- _EXERCISE_: Copy every one of the lines below word for word, but leave the pictures out of your copy.

- _PROVIDED RECORDS_:
++++++++

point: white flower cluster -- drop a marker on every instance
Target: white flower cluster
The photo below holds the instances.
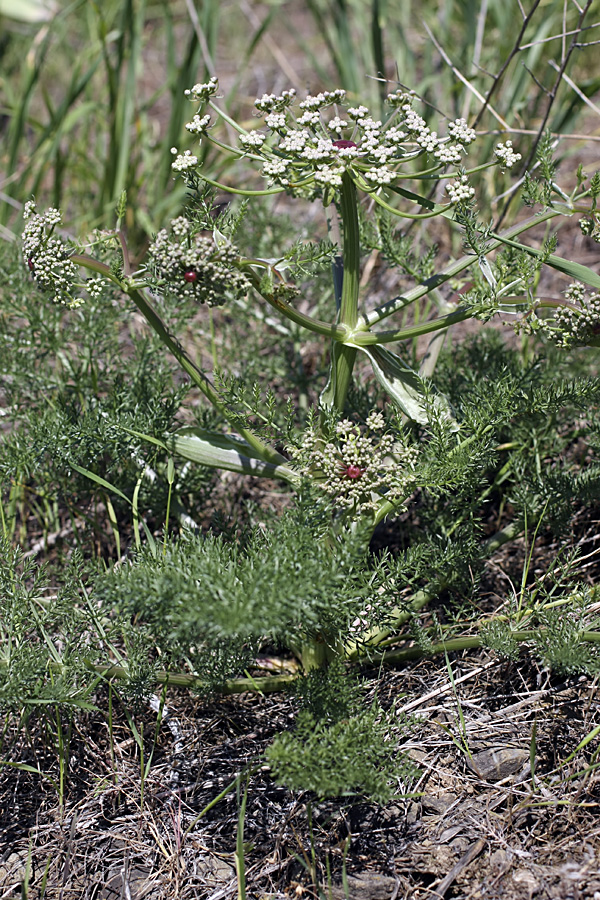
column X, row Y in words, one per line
column 357, row 469
column 253, row 139
column 506, row 155
column 48, row 258
column 198, row 125
column 576, row 323
column 460, row 191
column 183, row 161
column 316, row 140
column 195, row 267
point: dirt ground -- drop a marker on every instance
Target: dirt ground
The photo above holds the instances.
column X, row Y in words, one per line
column 476, row 822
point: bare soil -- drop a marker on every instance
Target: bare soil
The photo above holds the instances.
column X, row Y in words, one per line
column 478, row 821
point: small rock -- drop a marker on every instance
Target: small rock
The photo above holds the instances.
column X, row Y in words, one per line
column 368, row 886
column 496, row 765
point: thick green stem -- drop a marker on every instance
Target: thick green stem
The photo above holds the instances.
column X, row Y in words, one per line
column 343, row 357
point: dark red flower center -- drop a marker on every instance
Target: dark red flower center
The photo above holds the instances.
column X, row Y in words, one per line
column 352, row 471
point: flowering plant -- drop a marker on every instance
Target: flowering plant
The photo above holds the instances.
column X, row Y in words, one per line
column 323, row 150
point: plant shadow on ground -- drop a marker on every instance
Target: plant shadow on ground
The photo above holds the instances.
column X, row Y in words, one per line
column 478, row 825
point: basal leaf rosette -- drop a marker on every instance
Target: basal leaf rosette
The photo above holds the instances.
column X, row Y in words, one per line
column 358, row 468
column 308, row 145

++++++++

- _THE RESULT_:
point: white flower cluster -- drop a marker on every instance
Target: white flower cluster
The photo below holds the instances.
column X, row Y in words, one per line
column 357, row 469
column 253, row 139
column 506, row 155
column 48, row 258
column 198, row 125
column 576, row 323
column 460, row 191
column 183, row 161
column 316, row 140
column 195, row 267
point: dirt ground -- drop a marker on every instance
Target: dirt ground
The photo above holds the instances.
column X, row Y in words, one per line
column 476, row 822
point: bare soil -- drop a marker on every instance
Target: bare soil
The photo above holds the instances.
column X, row Y in words, one per line
column 478, row 821
point: small rock -- drop a marker on every instance
Target: small rock
The photo above holds the instances.
column X, row Y in words, one per line
column 368, row 886
column 496, row 765
point: thick green stem -- drop a marker on every instance
Target: thick green stem
The photo above holds the instances.
column X, row Y in words, one per line
column 343, row 357
point: dark red flower center -- drop a marker on every instance
Target: dark red flower center
The photo above holds the instances.
column X, row Y in words, one per line
column 352, row 471
point: flowering plant -- drop a marker on every instance
Target: flowering plant
The photo above holds the instances.
column X, row Y in words, one per line
column 323, row 150
point: plant shadow on ground -- drop a marker on every instance
Target: plant shadow on ground
The photo above holds the instances.
column X, row Y in words, one per line
column 478, row 825
point: basal leaf rosette -- drop a marker on every instance
Target: basal leaf rosette
The photo above holds the instances.
column X, row Y in words, one per line
column 358, row 468
column 308, row 145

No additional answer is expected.